## PROBLEM TO WORK ON
According to the Ed Foley Sr. article, who recruited Foley to Boston College?

## TEXT SHOWN

>>>

Ed Foley Sr.

Profile
- Position: Quarterback

Career information
- College: Boston College (1963–1965)

= Ed Foley Sr. =

American football player

Ed Foley Sr. is an American former football quarterback who played for the Boston College Eagles from 1963 to 1965.

==High school==
Foley attended Woburn High School in Woburn, Massachusetts. During his sophomore year, Foley batted .400 and pitched a no-hitter for the school's baseball team and was a top basketball guard in the Northeastern Conference. He became the football team's starting quarterback during his junior season. He completed 66 of 96 passes and threw for 10 touchdowns. As a senior, Foley led Woburn's football team to an undefeated season, was named to the Boston Globe All-Scholastic team, and was chosen as a Scholastic Magazine All-Star by the Associated Press. He was also named to the Globe's All-Hoop Second team and as a "bench" player on the Globe's All-Scholastic baseball team.

==Boston College==
Foley was recruited to Boston College by Bob Cousy. He averaged 30 points per game for the Boston College freshman team, but gave the sport up after one season because he believed that he would be better at football and baseball. During the 1964 season, Foley began pressing Larry Marzetti for the starting quarterback job. He replaced Marzetti as starter for the team's October 10 game against Tennessee. Head coach Jim Miller played both Foley and Marzetti against undefeated Villanova. BC won the game 8 to 7 after Foley led a late touchdown drive and ran in a two-point conversion. Foley finished the year completing 72 of 144 passes for 947 yards with four touchdowns and nine interceptions. He also had 56 rushing yards and one rushing touchdown. Foley began the 1965 season as BC's starting quarterback, however after throwing three interceptions in a 17–0 loss to Penn State he was benched in favor of junior John Blair. Miller played both Blair and Foley in a 27 to 6 loss to Miami and returned Foley to the starring role the following week for the team's Senior day game against William & Mary. In that game, Foley broke Jack Concannon's record for passing yards and total yards in a game with 300 passing yards and 317 yards of total offense. He finished the season completing 57 of 120 passes for 979 yards with five touchdowns and eight interceptions. He also had 266 rushing yards and two rushing touchdowns. He finished his BC career with 129 completions in 263 attempts (49.1%), 1916 passing yards, 17 touchdowns, and 9 interceptions.

==Personal life==
In 1971, Foley moved to Cherry Hill, New Jersey, where he worked as a regional manager for Confederation Life. He and his wife Sue had four sons and two daughters. Their eldest son, Ed Jr. played offensive line at Bucknell University and has since worked as a coach. Their second oldest, Cliff (1969–2018) was a starting quarterback at Cherry Hill High School East and played baseball at Villanova. Cliff was succeeded as East's quarterback by his brother Glenn, who led the school to its first championship and followed in his father's footsteps by playing quarterback at Boston College before moving on to the NFL. Their youngest son, Kevin, followed Glenn at East and signed with the Maryland Terrapins after high school. After two seasons backing up Scott Milanovich, he transferred to Boston University in order to receive more playing time. He has remained in sports as a producer for NFL Films, NASCAR Productions, and the NFL Network and as a regional manager for XOS Digital.

In 1998, Foley donated a kidney to his wife, who had lost both of hers to polycystic kidney disease.

<<<

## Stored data
>>>

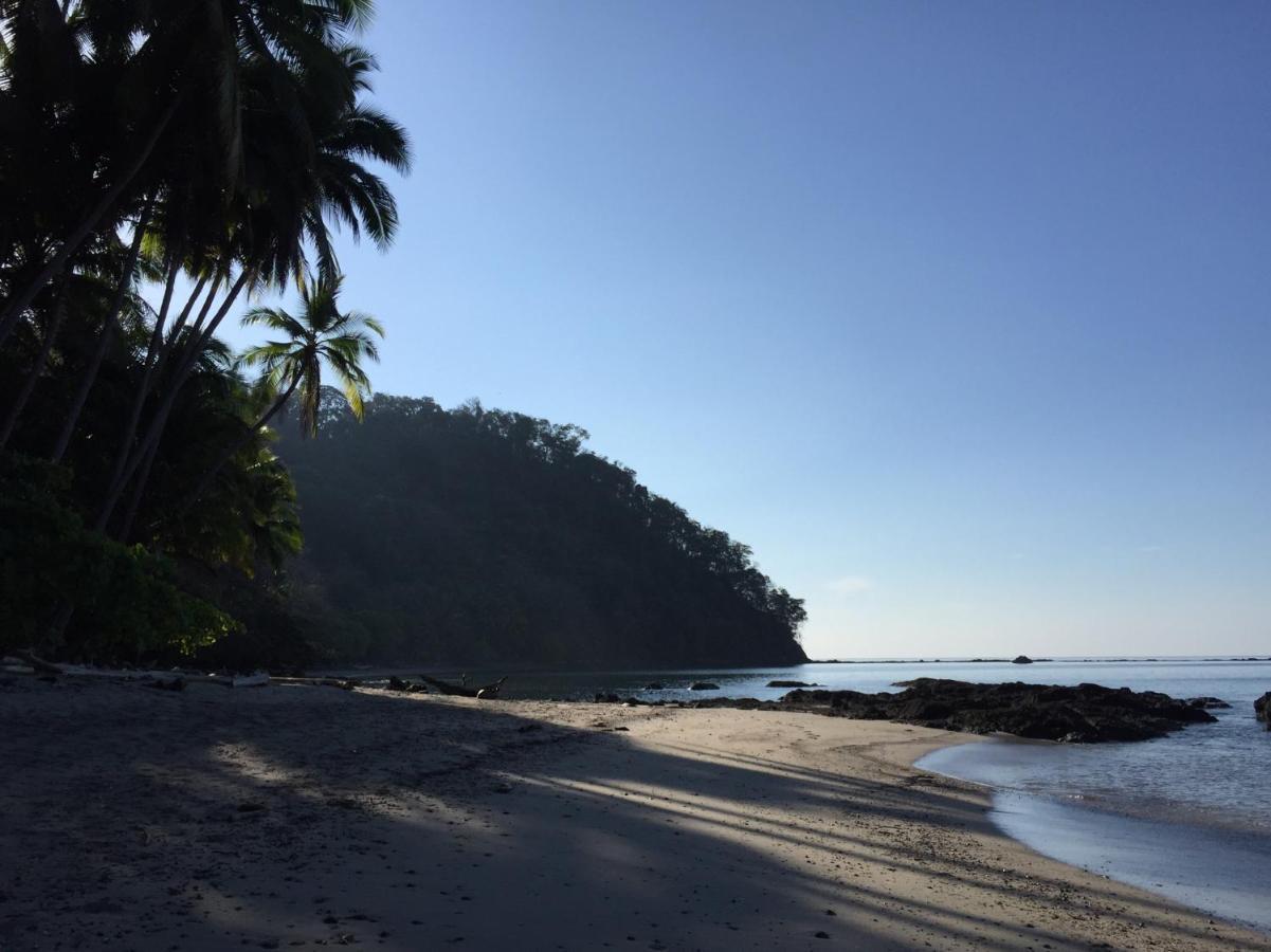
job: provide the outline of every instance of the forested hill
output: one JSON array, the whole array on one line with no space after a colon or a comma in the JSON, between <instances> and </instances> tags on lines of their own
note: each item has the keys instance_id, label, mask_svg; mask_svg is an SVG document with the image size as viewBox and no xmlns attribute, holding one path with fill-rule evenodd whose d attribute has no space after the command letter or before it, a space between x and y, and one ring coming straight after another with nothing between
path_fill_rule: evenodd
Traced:
<instances>
[{"instance_id":1,"label":"forested hill","mask_svg":"<svg viewBox=\"0 0 1271 952\"><path fill-rule=\"evenodd\" d=\"M477 403L377 395L277 450L305 527L294 601L346 658L465 665L805 661L802 601L751 552L582 449Z\"/></svg>"}]
</instances>

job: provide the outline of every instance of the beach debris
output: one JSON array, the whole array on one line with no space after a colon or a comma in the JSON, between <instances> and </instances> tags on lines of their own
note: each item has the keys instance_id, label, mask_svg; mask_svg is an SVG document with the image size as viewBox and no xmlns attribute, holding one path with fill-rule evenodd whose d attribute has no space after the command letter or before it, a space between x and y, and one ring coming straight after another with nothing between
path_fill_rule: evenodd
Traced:
<instances>
[{"instance_id":1,"label":"beach debris","mask_svg":"<svg viewBox=\"0 0 1271 952\"><path fill-rule=\"evenodd\" d=\"M146 681L146 688L154 688L161 691L183 691L186 690L186 679L180 675L173 675L172 677L155 677L153 681Z\"/></svg>"},{"instance_id":2,"label":"beach debris","mask_svg":"<svg viewBox=\"0 0 1271 952\"><path fill-rule=\"evenodd\" d=\"M425 684L416 684L414 681L407 681L400 677L389 677L390 691L404 691L405 694L427 694L428 686Z\"/></svg>"},{"instance_id":3,"label":"beach debris","mask_svg":"<svg viewBox=\"0 0 1271 952\"><path fill-rule=\"evenodd\" d=\"M468 675L459 679L459 684L442 681L437 677L430 677L428 675L419 675L419 680L430 688L436 688L441 694L458 698L480 698L482 700L491 700L498 698L500 691L503 689L503 683L507 681L507 675L503 675L493 684L487 684L484 688L469 688Z\"/></svg>"},{"instance_id":4,"label":"beach debris","mask_svg":"<svg viewBox=\"0 0 1271 952\"><path fill-rule=\"evenodd\" d=\"M221 679L224 683L224 679ZM268 671L255 671L249 675L230 675L229 686L230 688L263 688L269 683Z\"/></svg>"}]
</instances>

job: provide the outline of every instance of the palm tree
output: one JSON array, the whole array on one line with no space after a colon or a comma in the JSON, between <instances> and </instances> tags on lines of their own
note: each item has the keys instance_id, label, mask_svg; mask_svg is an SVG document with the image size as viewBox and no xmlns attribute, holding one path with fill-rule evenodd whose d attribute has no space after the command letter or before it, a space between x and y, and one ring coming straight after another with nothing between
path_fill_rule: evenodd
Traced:
<instances>
[{"instance_id":1,"label":"palm tree","mask_svg":"<svg viewBox=\"0 0 1271 952\"><path fill-rule=\"evenodd\" d=\"M286 336L285 341L269 341L243 355L243 362L261 366L280 391L254 428L266 426L299 389L300 435L316 436L323 365L336 375L353 416L362 418L371 381L361 365L364 360L379 361L375 337L384 337L384 327L369 314L341 311L338 297L343 282L338 275L302 282L299 318L281 308L255 308L243 318L247 327L263 325Z\"/></svg>"},{"instance_id":2,"label":"palm tree","mask_svg":"<svg viewBox=\"0 0 1271 952\"><path fill-rule=\"evenodd\" d=\"M207 491L221 468L268 426L297 391L300 436L318 435L324 366L339 383L353 416L362 418L366 398L371 393L371 381L362 370L362 364L367 360L379 361L375 338L384 337L384 328L369 314L339 309L338 297L343 281L338 275L302 281L300 316L292 316L281 308L255 308L243 318L244 325L263 325L285 338L268 341L243 355L244 365L262 367L262 381L277 395L259 419L194 484L178 506L178 515Z\"/></svg>"}]
</instances>

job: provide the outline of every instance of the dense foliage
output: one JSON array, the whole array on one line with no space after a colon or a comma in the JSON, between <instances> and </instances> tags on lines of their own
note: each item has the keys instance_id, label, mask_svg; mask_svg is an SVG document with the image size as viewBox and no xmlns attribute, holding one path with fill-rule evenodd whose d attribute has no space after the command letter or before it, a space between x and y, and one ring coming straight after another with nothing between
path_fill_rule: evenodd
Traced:
<instances>
[{"instance_id":1,"label":"dense foliage","mask_svg":"<svg viewBox=\"0 0 1271 952\"><path fill-rule=\"evenodd\" d=\"M803 660L802 602L586 432L477 403L328 399L283 431L306 547L297 597L344 657L558 665Z\"/></svg>"},{"instance_id":2,"label":"dense foliage","mask_svg":"<svg viewBox=\"0 0 1271 952\"><path fill-rule=\"evenodd\" d=\"M338 311L329 229L386 247L370 167L409 161L366 102L370 14L0 0L5 643L155 658L230 630L212 602L277 614L301 535L268 422L323 365L369 389L377 325ZM294 360L248 380L216 332L292 283L316 323L255 348Z\"/></svg>"},{"instance_id":3,"label":"dense foliage","mask_svg":"<svg viewBox=\"0 0 1271 952\"><path fill-rule=\"evenodd\" d=\"M383 329L341 309L330 230L386 248L375 169L409 165L371 6L0 0L0 647L799 660L801 602L576 427L383 397L355 426ZM249 303L268 339L233 355Z\"/></svg>"},{"instance_id":4,"label":"dense foliage","mask_svg":"<svg viewBox=\"0 0 1271 952\"><path fill-rule=\"evenodd\" d=\"M173 564L141 545L84 527L66 470L20 458L0 468L0 647L38 641L53 605L75 599L76 657L192 653L234 630L225 613L186 594Z\"/></svg>"}]
</instances>

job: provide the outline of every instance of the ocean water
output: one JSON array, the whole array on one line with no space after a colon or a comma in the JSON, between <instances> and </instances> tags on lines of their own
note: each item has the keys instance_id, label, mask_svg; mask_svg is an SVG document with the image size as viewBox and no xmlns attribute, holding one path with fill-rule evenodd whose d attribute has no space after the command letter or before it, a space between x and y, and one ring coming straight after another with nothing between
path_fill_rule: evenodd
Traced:
<instances>
[{"instance_id":1,"label":"ocean water","mask_svg":"<svg viewBox=\"0 0 1271 952\"><path fill-rule=\"evenodd\" d=\"M488 675L488 672L484 672ZM1271 691L1271 662L1163 658L1009 662L853 662L721 671L538 672L512 675L510 698L648 700L703 697L775 699L769 680L831 689L899 690L896 681L1102 684L1176 698L1215 697L1213 724L1153 741L1068 745L986 738L937 751L918 766L985 784L991 817L1008 835L1063 862L1130 882L1214 915L1271 932L1271 732L1253 700ZM470 677L482 684L483 674ZM718 691L690 691L710 681ZM647 689L658 683L660 690Z\"/></svg>"}]
</instances>

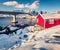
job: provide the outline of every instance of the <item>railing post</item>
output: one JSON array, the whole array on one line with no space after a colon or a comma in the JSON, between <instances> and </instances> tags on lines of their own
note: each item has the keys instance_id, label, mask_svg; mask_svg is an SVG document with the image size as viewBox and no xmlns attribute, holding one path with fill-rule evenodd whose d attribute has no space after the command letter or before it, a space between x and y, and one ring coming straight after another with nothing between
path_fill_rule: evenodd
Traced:
<instances>
[{"instance_id":1,"label":"railing post","mask_svg":"<svg viewBox=\"0 0 60 50\"><path fill-rule=\"evenodd\" d=\"M16 25L17 21L16 21L16 15L13 15L13 19L12 19L12 25Z\"/></svg>"}]
</instances>

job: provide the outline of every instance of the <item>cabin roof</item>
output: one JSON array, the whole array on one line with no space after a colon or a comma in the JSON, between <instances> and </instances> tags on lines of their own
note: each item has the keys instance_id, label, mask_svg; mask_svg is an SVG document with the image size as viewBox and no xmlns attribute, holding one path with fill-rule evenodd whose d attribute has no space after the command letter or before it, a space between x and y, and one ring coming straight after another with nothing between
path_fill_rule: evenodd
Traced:
<instances>
[{"instance_id":1,"label":"cabin roof","mask_svg":"<svg viewBox=\"0 0 60 50\"><path fill-rule=\"evenodd\" d=\"M44 19L60 19L60 14L55 14L55 13L42 14L41 16L42 16Z\"/></svg>"}]
</instances>

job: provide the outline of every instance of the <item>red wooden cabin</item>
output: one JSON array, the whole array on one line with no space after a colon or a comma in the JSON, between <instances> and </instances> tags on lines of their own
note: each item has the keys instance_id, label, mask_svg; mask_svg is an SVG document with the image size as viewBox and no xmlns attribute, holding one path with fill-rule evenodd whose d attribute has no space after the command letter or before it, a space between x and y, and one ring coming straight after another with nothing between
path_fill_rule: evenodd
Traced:
<instances>
[{"instance_id":1,"label":"red wooden cabin","mask_svg":"<svg viewBox=\"0 0 60 50\"><path fill-rule=\"evenodd\" d=\"M60 25L60 14L38 14L36 24L43 28Z\"/></svg>"}]
</instances>

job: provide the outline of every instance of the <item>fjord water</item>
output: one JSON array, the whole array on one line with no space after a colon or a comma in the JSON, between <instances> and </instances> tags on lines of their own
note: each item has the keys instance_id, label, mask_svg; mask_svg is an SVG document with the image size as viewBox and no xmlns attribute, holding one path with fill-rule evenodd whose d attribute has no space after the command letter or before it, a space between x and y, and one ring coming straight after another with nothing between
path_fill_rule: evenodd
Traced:
<instances>
[{"instance_id":1,"label":"fjord water","mask_svg":"<svg viewBox=\"0 0 60 50\"><path fill-rule=\"evenodd\" d=\"M11 21L12 21L12 17L0 17L0 26L5 27L7 25L11 25ZM28 21L29 19L20 19L20 18L16 18L16 20L18 21L18 24L28 24L31 25L32 22ZM33 22L32 25L34 25L35 22Z\"/></svg>"}]
</instances>

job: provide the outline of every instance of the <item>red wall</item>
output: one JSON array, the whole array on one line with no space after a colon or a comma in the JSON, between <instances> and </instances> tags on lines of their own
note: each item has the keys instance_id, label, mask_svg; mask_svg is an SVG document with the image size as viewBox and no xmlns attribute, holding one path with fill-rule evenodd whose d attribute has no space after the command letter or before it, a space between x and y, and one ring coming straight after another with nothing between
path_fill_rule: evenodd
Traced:
<instances>
[{"instance_id":1,"label":"red wall","mask_svg":"<svg viewBox=\"0 0 60 50\"><path fill-rule=\"evenodd\" d=\"M37 25L39 25L39 26L42 26L42 27L44 27L44 19L42 18L42 16L39 14L38 16L37 16Z\"/></svg>"},{"instance_id":2,"label":"red wall","mask_svg":"<svg viewBox=\"0 0 60 50\"><path fill-rule=\"evenodd\" d=\"M46 19L45 21L46 21L45 28L50 28L56 25L60 25L60 19L54 19L54 24L49 24L49 19Z\"/></svg>"}]
</instances>

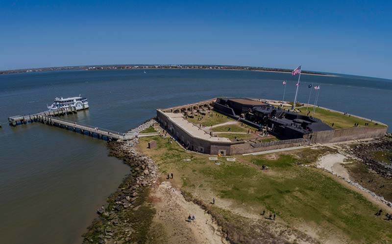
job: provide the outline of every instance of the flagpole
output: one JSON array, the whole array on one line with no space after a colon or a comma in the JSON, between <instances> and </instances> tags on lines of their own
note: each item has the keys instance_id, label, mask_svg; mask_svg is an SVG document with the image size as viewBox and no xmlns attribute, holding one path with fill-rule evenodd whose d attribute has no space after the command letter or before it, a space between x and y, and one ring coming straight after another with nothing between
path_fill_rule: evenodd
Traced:
<instances>
[{"instance_id":1,"label":"flagpole","mask_svg":"<svg viewBox=\"0 0 392 244\"><path fill-rule=\"evenodd\" d=\"M318 86L320 85L319 84ZM316 95L316 98L315 98L315 104L313 105L313 114L314 115L316 113L316 104L317 104L317 100L318 99L318 94L320 93L320 89L319 88L317 90L317 95Z\"/></svg>"},{"instance_id":2,"label":"flagpole","mask_svg":"<svg viewBox=\"0 0 392 244\"><path fill-rule=\"evenodd\" d=\"M302 65L300 65L302 66ZM301 70L302 71L302 67L301 67ZM298 88L299 87L299 78L301 78L301 72L299 72L299 75L298 76L298 83L297 83L297 89L295 90L295 97L294 98L294 105L293 106L293 109L295 109L295 103L297 102L297 95L298 94Z\"/></svg>"},{"instance_id":3,"label":"flagpole","mask_svg":"<svg viewBox=\"0 0 392 244\"><path fill-rule=\"evenodd\" d=\"M312 89L313 87L310 88L310 92L309 93L309 98L308 99L308 103L306 104L306 111L308 111L308 107L309 106L309 102L310 102L310 95L312 94Z\"/></svg>"}]
</instances>

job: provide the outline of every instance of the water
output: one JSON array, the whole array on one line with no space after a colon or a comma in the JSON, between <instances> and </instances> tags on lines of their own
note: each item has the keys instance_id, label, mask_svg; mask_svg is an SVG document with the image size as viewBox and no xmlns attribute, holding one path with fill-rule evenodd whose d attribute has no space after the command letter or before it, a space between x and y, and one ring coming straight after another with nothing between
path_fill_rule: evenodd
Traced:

<<<

## TASK ANSWER
Bob Cousy